* EXERCISE DETAILS *
Gather each line of the records where "ceiling" appears.
+---+
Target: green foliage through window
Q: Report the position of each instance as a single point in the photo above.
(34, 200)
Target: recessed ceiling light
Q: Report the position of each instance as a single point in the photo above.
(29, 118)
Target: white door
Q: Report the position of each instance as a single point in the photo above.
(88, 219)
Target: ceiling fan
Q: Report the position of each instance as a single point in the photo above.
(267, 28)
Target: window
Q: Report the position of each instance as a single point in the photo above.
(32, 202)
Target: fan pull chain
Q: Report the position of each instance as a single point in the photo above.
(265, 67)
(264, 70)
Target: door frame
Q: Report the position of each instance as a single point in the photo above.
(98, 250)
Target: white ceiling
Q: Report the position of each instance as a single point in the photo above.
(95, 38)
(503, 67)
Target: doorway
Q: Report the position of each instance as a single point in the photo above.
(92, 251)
+---+
* EXERCISE RESPONSE *
Target: recessed ceiling light
Target: ceiling fan
Target: white ceiling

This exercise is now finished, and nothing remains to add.